Data records
☆ ☆ ☆ ☆
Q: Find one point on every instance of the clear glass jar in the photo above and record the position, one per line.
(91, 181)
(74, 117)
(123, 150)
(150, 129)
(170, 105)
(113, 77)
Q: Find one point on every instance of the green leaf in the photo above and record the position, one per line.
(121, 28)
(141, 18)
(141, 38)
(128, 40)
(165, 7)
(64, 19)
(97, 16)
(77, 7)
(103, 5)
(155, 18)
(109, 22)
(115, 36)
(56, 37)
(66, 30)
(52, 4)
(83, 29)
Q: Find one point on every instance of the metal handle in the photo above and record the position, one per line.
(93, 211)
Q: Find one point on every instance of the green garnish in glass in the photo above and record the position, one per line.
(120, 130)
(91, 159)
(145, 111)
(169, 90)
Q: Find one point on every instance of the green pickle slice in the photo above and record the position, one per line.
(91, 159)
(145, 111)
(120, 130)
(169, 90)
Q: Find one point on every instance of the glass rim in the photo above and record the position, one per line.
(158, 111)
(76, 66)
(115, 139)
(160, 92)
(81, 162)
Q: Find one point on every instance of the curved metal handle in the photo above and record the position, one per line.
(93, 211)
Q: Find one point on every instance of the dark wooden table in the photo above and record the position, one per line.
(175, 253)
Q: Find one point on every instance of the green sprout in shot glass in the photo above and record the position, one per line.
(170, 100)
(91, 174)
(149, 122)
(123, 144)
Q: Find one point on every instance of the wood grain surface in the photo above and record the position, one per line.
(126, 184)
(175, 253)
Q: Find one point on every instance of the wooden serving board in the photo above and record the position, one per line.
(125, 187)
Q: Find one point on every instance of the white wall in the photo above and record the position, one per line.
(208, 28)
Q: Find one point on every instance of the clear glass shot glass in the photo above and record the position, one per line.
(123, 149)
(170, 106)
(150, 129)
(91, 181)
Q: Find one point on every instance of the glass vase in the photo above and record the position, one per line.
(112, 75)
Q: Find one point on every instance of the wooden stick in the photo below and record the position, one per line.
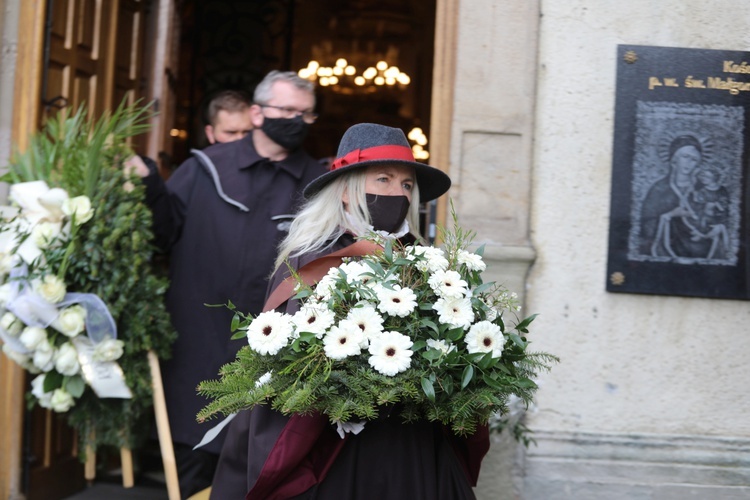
(126, 460)
(162, 428)
(90, 467)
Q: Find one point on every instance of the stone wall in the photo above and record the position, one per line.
(650, 399)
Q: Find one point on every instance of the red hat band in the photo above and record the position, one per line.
(374, 153)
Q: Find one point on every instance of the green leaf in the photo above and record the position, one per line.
(52, 381)
(240, 334)
(467, 376)
(523, 325)
(432, 354)
(517, 340)
(428, 388)
(75, 386)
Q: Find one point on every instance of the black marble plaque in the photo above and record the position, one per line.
(679, 201)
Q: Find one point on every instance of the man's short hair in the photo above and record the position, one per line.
(263, 92)
(231, 101)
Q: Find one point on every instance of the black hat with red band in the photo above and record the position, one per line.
(367, 144)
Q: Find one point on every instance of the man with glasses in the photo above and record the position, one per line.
(221, 216)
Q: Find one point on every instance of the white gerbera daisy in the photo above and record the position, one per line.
(367, 319)
(314, 318)
(354, 271)
(454, 311)
(399, 301)
(269, 332)
(390, 353)
(343, 340)
(472, 261)
(440, 345)
(434, 258)
(484, 336)
(327, 284)
(448, 284)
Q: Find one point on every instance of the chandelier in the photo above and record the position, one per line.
(346, 78)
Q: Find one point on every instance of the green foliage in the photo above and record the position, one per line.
(110, 256)
(450, 377)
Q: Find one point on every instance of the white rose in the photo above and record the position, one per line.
(66, 360)
(61, 401)
(71, 321)
(81, 207)
(22, 359)
(44, 233)
(31, 336)
(44, 356)
(53, 201)
(37, 390)
(108, 350)
(50, 288)
(6, 263)
(11, 324)
(6, 292)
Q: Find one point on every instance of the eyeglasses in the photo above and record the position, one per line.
(307, 116)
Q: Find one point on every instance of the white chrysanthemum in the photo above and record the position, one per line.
(367, 319)
(472, 261)
(314, 318)
(269, 332)
(343, 340)
(390, 353)
(354, 271)
(66, 360)
(434, 258)
(484, 336)
(263, 380)
(448, 284)
(399, 301)
(440, 345)
(454, 311)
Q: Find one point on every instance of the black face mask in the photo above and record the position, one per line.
(286, 132)
(387, 212)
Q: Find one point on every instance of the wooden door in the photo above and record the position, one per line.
(94, 59)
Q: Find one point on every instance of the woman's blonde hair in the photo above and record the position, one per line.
(323, 218)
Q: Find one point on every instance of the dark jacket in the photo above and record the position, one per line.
(221, 227)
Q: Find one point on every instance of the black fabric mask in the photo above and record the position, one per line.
(387, 212)
(286, 132)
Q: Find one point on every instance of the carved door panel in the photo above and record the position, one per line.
(95, 50)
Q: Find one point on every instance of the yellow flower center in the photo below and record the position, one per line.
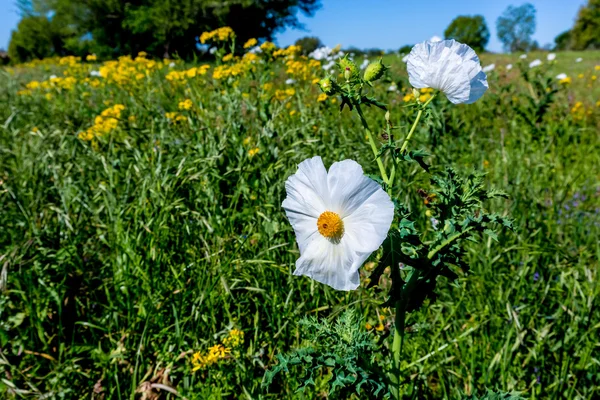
(330, 225)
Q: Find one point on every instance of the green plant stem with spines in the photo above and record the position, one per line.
(414, 126)
(373, 145)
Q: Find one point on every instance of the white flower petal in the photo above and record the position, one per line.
(366, 211)
(370, 223)
(349, 187)
(333, 264)
(450, 67)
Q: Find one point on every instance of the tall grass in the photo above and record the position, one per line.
(123, 257)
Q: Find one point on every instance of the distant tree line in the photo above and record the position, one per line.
(163, 28)
(585, 34)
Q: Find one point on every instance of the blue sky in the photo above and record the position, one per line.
(389, 24)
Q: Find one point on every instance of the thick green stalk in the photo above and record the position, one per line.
(399, 329)
(373, 145)
(414, 127)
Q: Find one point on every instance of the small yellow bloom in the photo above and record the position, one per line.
(250, 43)
(185, 105)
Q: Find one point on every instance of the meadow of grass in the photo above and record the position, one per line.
(132, 238)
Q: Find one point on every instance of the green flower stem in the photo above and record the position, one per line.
(414, 127)
(399, 330)
(373, 144)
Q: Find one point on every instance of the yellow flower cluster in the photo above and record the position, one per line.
(282, 94)
(579, 111)
(218, 352)
(218, 35)
(104, 123)
(268, 47)
(126, 70)
(290, 51)
(235, 339)
(303, 68)
(185, 105)
(425, 94)
(214, 355)
(250, 43)
(565, 81)
(233, 70)
(175, 117)
(182, 76)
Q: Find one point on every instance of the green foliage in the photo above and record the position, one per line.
(341, 353)
(117, 262)
(516, 26)
(164, 28)
(309, 44)
(586, 32)
(496, 395)
(32, 39)
(472, 31)
(563, 41)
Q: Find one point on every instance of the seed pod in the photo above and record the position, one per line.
(328, 86)
(348, 65)
(374, 71)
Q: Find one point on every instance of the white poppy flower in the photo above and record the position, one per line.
(340, 217)
(449, 66)
(535, 63)
(489, 68)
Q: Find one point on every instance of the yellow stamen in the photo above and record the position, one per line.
(330, 225)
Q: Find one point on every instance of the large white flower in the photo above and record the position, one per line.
(340, 217)
(449, 66)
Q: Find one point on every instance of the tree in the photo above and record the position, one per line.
(586, 32)
(309, 44)
(563, 41)
(516, 26)
(32, 39)
(469, 30)
(166, 27)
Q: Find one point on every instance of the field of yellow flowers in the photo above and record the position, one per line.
(144, 251)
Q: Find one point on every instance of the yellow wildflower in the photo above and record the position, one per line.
(235, 339)
(250, 43)
(185, 105)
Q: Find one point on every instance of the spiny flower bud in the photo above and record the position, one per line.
(328, 86)
(348, 65)
(347, 74)
(374, 71)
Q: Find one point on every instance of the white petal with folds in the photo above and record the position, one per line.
(450, 67)
(366, 211)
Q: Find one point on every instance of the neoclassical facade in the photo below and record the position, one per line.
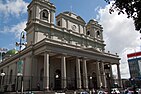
(62, 52)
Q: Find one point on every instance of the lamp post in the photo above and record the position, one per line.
(2, 75)
(20, 63)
☆ ☆ ☆ ☆
• **What you need to do**
Repeat all the records exactly, images excluded.

• **Result**
Q: Find one point on every instance of the clear glass jar in the photo above and record the position, one per line.
(91, 181)
(74, 117)
(123, 150)
(150, 129)
(170, 105)
(113, 77)
Q: Find one point on every instance of the green leaf in the photo above and record the position, one per line.
(121, 28)
(141, 18)
(141, 38)
(128, 40)
(165, 7)
(64, 19)
(97, 16)
(77, 7)
(103, 5)
(155, 18)
(109, 22)
(115, 36)
(56, 37)
(66, 30)
(52, 4)
(83, 29)
Q: Find one point on every instance of the metal handle in the photo above and record the position, one per line.
(93, 211)
Q: Find one point on every instance of the green garnish in glass in the photo above and record the position, one per line.
(120, 130)
(91, 159)
(145, 111)
(169, 90)
Q: Find one point on every instance of the green pickle slice in the photo above and record the position, one per line.
(91, 159)
(145, 111)
(120, 130)
(169, 90)
Q: Find one point on every instance of the glass rim in the photo above and record the position, one per line.
(158, 111)
(76, 66)
(115, 139)
(160, 92)
(81, 162)
Q: Find one point on every instance of the curved metal handle in the photo above and record the position, one per line.
(93, 211)
Q: Find one point on every instance of the dark wooden table in the photo above and record the position, one per line.
(175, 253)
Q: Find one point on every instance of the green sprout in shot glass in the photo above and record the position, one per line.
(170, 100)
(91, 174)
(149, 122)
(123, 144)
Q: Find one point on every instance of the wood grain surface in the photo above and record the position, one per line.
(126, 184)
(175, 253)
Q: Find one point on every instance of the wooden serving board in the photo above and record the position, one per line.
(125, 187)
Q: Find one point on every instance of the white wall in the photo above and record the position, one per line.
(208, 28)
Q: Find one point on every instance of the clear glass shot glass in the photo above and record the position, one per line.
(123, 149)
(170, 106)
(150, 129)
(91, 181)
Q: Find one point on every instance of the glass vase in the photo above and record the position, one per line.
(112, 75)
Q: Find one point on every instance of the wooden stick in the photo below and record the position, one per line.
(126, 460)
(162, 428)
(90, 467)
Q: Find one point on every instance of the stone wall in the photo above and record the position, one per line.
(650, 399)
Q: Find one point on every instance of the red hat band in the photo above and record the position, one per line.
(374, 153)
Q: Find one point on every instance of the green leaf in the photo above and record the position, one per line.
(52, 381)
(240, 334)
(467, 376)
(523, 325)
(432, 354)
(517, 340)
(428, 388)
(75, 386)
Q: Find one point on every instance of the black marble plaque in the photo above and record the position, one per line.
(679, 201)
Q: Find one point on every instance of the man's short hair in the photo above and record the position, one per line.
(263, 92)
(231, 101)
Q: Find one point on every instance of the black hat with red band in the photo above and record the position, one per line.
(367, 144)
Q: Find one point on every instance of the man with glasses in the photo above and record the position, one per line.
(221, 216)
Q: Find one point on every instance of the white gerbera daisy in the photo above and record the position, one per line.
(367, 319)
(314, 318)
(354, 271)
(454, 311)
(399, 301)
(269, 332)
(390, 353)
(343, 340)
(472, 261)
(440, 345)
(434, 258)
(484, 336)
(327, 284)
(448, 284)
Q: Find one point on every instance of the chandelier in the photo above and record the position, one per line.
(346, 78)
Q: Find one point on every instance of the green foliage in the photo above and record the position, one per line.
(110, 256)
(450, 377)
Q: Find one point on every instance of the white rose in the photo above and record the position, one per line.
(66, 360)
(61, 401)
(71, 321)
(81, 207)
(22, 359)
(44, 233)
(31, 336)
(44, 356)
(53, 201)
(37, 390)
(108, 350)
(50, 288)
(6, 263)
(11, 324)
(6, 292)
Q: Find one point on every instance of the eyeglasses in the photo above and record the position, one per line.
(307, 116)
Q: Find one point on every instance of the white chrysanthemum in the photo above and record the position, one per line.
(367, 319)
(472, 261)
(314, 318)
(269, 332)
(343, 340)
(390, 353)
(354, 271)
(66, 360)
(434, 258)
(484, 336)
(263, 380)
(448, 284)
(399, 301)
(440, 345)
(454, 311)
Q: Find one point on every instance of the black face mask in the photo above and record the position, one per line.
(286, 132)
(387, 212)
Q: Find one point on every instance of the wooden door in the photo above and record the position, one per line.
(94, 59)
Q: Find one point on every instance of the woman's blonde hair in the photo above and record the position, one per line.
(323, 218)
Q: Find one point on every instance of the dark jacket in the photo above and record the position, one per line.
(221, 227)
Q: Find one point on every instance of the black fabric mask in the photo above and record the position, one per line.
(387, 212)
(286, 132)
Q: Find one point on every instance of the carved door panel in the photo above and record the position, one per line.
(95, 50)
Q: Find one point on every instance of the yellow flower center in the photo below and record the position, one per line.
(330, 225)
Q: Find one point on every instance of the green plant stem with spines in the photo above and record the position, one per line.
(414, 126)
(373, 145)
Q: Find one point on every instance of the white flower petal in the photo above and record the position, one per line.
(366, 211)
(370, 223)
(349, 187)
(333, 264)
(450, 67)
Q: Find one point on every instance of the tall grass in the photo above and record the position, one per line.
(123, 257)
Q: Find one point on every instance of the distant tree line in the photo above and record the position, one per line.
(163, 28)
(585, 34)
Q: Find one point on every instance of the blue sky in the photo above and record the position, one per line.
(389, 24)
Q: Find one point on every instance of the thick green stalk in the photo above and record the position, one per line.
(399, 329)
(373, 145)
(414, 127)
Q: Find one point on every instance of the small yellow bloom in the photo above and record the position, one per line.
(250, 43)
(185, 105)
Q: Find one point on every instance of the meadow of grass in the photo above and record the position, one per line.
(132, 238)
Q: Find one point on every instance of the green flower stem in the photo above and record the position, one per line.
(414, 127)
(399, 330)
(373, 144)
Q: Find one point on every instance of the yellow flower cluster in the photo above and record the position, one per line.
(282, 94)
(579, 111)
(218, 352)
(218, 35)
(104, 123)
(268, 47)
(126, 70)
(290, 51)
(235, 339)
(303, 68)
(185, 105)
(425, 94)
(214, 355)
(250, 43)
(565, 81)
(233, 70)
(175, 117)
(182, 76)
Q: Find one point on every instance of the green foliage in the photo above and record the position, one per line.
(341, 353)
(117, 262)
(516, 26)
(164, 28)
(309, 44)
(586, 32)
(496, 395)
(32, 39)
(472, 31)
(563, 41)
Q: Find one point on every instance of the seed pod in the photo above and record the position, one per line.
(328, 86)
(348, 65)
(374, 71)
Q: Find one point on every instance of the white poppy flower in the photo above and record the position, one per line.
(340, 217)
(449, 66)
(535, 63)
(489, 68)
Q: Find one point on every instance of the yellow stamen in the photo above and record the position, one per line.
(330, 225)
Q: Find one point on every instance of the large white flower in the photo above and record the position, one per line.
(340, 217)
(449, 66)
Q: Find one point on every instance of the tree in the photo above and record the position, one per line.
(586, 32)
(309, 44)
(563, 41)
(516, 26)
(32, 39)
(469, 30)
(166, 27)
Q: Find one point on every instance of the field of yellow flowers in the photo above and record the position, one per line.
(144, 251)
Q: Find one point on every instance of the yellow wildflower in the photo above and record the position, one per line.
(235, 339)
(250, 43)
(185, 105)
Q: Find one point on every instance of the spiny flower bud in the photo above and record the position, one per line.
(328, 86)
(348, 65)
(347, 74)
(374, 71)
Q: Find one point on every instance of the white petal with folds in the photo above and record the position, one per line.
(450, 67)
(366, 211)
Q: Find one point on every instance of the neoclassical facade in the photo below and record the position, one per line.
(62, 52)
Q: Find one point on every instance of the lamp post in the photo above and record the position, one per line.
(2, 75)
(20, 63)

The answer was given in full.